Data listing:
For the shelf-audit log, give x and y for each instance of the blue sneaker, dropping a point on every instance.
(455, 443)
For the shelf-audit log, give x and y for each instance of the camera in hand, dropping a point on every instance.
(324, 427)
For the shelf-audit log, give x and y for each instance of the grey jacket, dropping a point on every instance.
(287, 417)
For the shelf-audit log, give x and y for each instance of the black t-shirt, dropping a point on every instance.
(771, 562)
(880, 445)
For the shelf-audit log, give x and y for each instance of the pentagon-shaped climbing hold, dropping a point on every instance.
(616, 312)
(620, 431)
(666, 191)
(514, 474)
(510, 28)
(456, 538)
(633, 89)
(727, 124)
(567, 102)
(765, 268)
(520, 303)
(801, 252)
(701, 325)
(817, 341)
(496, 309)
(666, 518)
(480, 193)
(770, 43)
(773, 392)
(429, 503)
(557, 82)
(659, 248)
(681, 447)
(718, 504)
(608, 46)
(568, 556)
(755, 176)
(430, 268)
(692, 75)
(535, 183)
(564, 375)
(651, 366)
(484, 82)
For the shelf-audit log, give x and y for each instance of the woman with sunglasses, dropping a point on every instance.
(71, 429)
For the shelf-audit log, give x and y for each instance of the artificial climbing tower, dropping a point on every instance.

Work to be completed: Retype each entry without altering a single word.

Solution:
For the shelf-audit log, give x and y for each instance of the blue sneaker, dropping a point on every instance.
(455, 443)
For the shelf-audit log, give x and y for each instance of the camera in hand, dropping a point on every instance.
(324, 427)
For the shelf-audit log, give x and y for each instance of the grey jacket, dropping a point on every instance.
(287, 417)
For the shelf-audit log, give x and y for each instance of the black t-shirt, dropping a point on every instance.
(771, 562)
(880, 445)
For the shelf-audit log, give x and y for each instance of the pentagon-shaped climbing hold, dropping a point on every instance.
(616, 312)
(620, 431)
(666, 191)
(514, 474)
(510, 28)
(456, 538)
(633, 89)
(727, 124)
(567, 102)
(765, 268)
(520, 303)
(801, 252)
(701, 325)
(817, 341)
(496, 309)
(666, 518)
(480, 193)
(770, 43)
(773, 392)
(429, 503)
(557, 82)
(659, 248)
(681, 447)
(718, 504)
(608, 46)
(568, 556)
(755, 176)
(430, 268)
(692, 75)
(535, 183)
(564, 375)
(651, 366)
(484, 82)
For the shelf-audit log, give x and y for each instance of the woman with sunglasses, dropping a point on every instance.
(71, 429)
For the shelf-audit log, give x and y for each instance of the artificial climbing tower, dropping a point on every instance.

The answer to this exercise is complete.